◆ Set task:
Reproduce all of the records below, substituting "Matches" for every occurrence of "Results" and leaving everything else unchanged.

◆ Given records:
_ _ _ _
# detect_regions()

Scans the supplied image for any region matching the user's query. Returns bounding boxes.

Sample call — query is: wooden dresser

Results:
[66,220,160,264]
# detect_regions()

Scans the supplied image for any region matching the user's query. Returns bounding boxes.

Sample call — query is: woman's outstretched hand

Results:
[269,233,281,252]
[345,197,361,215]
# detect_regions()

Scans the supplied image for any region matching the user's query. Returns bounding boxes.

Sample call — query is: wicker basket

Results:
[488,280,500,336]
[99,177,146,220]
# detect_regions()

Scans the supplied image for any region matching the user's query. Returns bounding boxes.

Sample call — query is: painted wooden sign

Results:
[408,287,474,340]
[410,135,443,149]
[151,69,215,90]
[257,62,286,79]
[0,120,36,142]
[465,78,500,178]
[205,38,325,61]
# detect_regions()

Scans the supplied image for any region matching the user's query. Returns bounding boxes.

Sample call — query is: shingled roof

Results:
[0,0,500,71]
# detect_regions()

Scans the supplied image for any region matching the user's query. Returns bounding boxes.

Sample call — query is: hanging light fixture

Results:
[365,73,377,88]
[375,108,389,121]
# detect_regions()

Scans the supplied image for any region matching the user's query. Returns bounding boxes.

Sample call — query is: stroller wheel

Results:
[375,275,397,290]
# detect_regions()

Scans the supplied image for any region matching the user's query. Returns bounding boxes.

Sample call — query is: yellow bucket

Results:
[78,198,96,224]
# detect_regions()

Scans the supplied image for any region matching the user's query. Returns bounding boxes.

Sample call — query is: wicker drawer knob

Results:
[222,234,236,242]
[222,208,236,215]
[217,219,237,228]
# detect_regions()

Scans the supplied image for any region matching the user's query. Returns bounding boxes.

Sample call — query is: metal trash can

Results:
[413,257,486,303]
_ _ _ _
◆ Completed exercise:
# detect_regions()

Scans the supplied image for any region matching the user's query. Returns bounding boxes.

Sample call — query is: wooden dresser

Matches:
[66,220,160,264]
# detect_regions()

Scans the supplied image for any region matching the user's query. Returns bounding boxes.

Sample call — query is: woman's outstretched hand

Matches:
[269,233,281,252]
[345,197,361,215]
# detect_regions()

Scans the supplied image for any region matching the user's query. Returns bounding boxes.

Sample call — query is: wicker basket

Matches:
[488,280,500,336]
[99,177,146,220]
# detect_regions()

Scans the supplied image for any region matching the user's query. Returns bounding boxes.

Sample call — query is: painted wooden sign

Matches:
[408,287,474,340]
[410,135,443,149]
[151,69,215,90]
[257,62,286,79]
[0,120,36,142]
[465,78,500,178]
[205,38,325,61]
# detect_regions()

Scans the supplied image for any region matching the user's query. Returns bounding boxes.

Sample call — query is: shingled roof

Matches:
[0,0,500,71]
# detect_regions()

Scans the supplied image for any region matching the user's query. Returns bounding boxes.

Sample call — query is: hanging light fixture

Matches:
[365,73,377,88]
[375,108,389,121]
# detect_regions()

Scans the supplied image for any region matching the user's query. Returns bounding boxes.

Sample call — query is: stroller wheel

Matches:
[375,275,397,290]
# detect_regions()

Scans the supplied image for any region matching the user's query. Returns bounding boxes.

Sample call — query is: yellow bucket

Matches:
[78,198,96,224]
# detect_regions()

Scans the supplied image for any region matching the user's query. Returns bounding boxes.

Sample call — query is: wicker drawer knob

Matches:
[222,234,236,242]
[222,208,236,215]
[217,219,237,228]
# detect_regions()

Scans the supplied image for any region matching the user's query. Returns bounding boxes.

Sample call — query is: metal trash can

Matches:
[413,257,486,303]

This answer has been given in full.